_What is needed_
Starting with the line that mentions "class is: man", repeat each line verbatim until the entries end, both ends included.

_ _ _ _

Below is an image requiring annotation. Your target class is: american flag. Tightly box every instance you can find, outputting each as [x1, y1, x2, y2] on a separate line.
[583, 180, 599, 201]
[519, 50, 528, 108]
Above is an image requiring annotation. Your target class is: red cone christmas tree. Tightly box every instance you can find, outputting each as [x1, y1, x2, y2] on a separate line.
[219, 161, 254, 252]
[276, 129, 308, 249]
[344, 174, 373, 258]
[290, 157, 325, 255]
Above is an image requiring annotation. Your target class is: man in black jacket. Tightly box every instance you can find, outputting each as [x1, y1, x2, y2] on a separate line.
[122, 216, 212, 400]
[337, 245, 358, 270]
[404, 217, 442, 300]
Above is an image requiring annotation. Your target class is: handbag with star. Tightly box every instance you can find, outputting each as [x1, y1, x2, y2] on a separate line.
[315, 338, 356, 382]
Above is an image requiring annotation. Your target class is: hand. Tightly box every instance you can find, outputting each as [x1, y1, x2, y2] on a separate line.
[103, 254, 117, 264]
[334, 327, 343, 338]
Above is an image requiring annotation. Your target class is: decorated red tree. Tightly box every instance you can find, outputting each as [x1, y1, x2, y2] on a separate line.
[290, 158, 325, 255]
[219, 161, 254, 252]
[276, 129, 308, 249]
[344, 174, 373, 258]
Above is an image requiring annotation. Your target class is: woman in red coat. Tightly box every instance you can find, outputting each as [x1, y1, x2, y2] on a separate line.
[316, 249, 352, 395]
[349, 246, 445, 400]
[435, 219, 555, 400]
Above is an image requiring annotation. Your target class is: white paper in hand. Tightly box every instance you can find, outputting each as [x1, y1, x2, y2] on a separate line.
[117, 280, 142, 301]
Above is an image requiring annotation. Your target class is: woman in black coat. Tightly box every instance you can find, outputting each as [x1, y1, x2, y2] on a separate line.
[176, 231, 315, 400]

_ _ _ _

_Reply_
Above is an image requiring annotation. Your target class is: man in black jacket. Tightly box every instance you can find, outputting each as [x1, y1, x2, y2] on a separate line.
[122, 216, 212, 400]
[337, 245, 358, 270]
[404, 217, 442, 300]
Above is an image requiring annotation. Your target class is: handbag with star. Tightly box every instance you can find, outputting each as [x1, y1, x2, y2] on a separate line.
[315, 338, 356, 382]
Above is an image requiring annotation. Your target class is: hand. Tightly box every instance you can find, outputting each as [x1, y1, x2, y2] on a separate line.
[103, 254, 117, 264]
[334, 327, 343, 338]
Above is an image requiring annotation. Your target class is: decorated red tree. Tightly box every instance you can find, outputting each as [x1, y1, x2, y2] on a separate line.
[290, 158, 325, 255]
[219, 161, 254, 252]
[276, 129, 308, 249]
[344, 174, 373, 258]
Above is an image requiring annotation. Your target class is: woman in red coat. Tightly box every instance you can find, outputting each as [x1, y1, x2, y2] on a separate line.
[316, 249, 352, 395]
[349, 246, 445, 400]
[435, 219, 555, 400]
Above is an image requiring annotation. Your target class is: white paper in hand. Tightly box every instance you can find, outputting each as [x1, y1, x2, y2] on a separate line.
[117, 280, 142, 301]
Above is an image requiring annotation. Your target class is: woman in black coat. Tightly box every instance you can find, outputting each as [x1, y1, x2, y2] on a separate line.
[176, 231, 315, 400]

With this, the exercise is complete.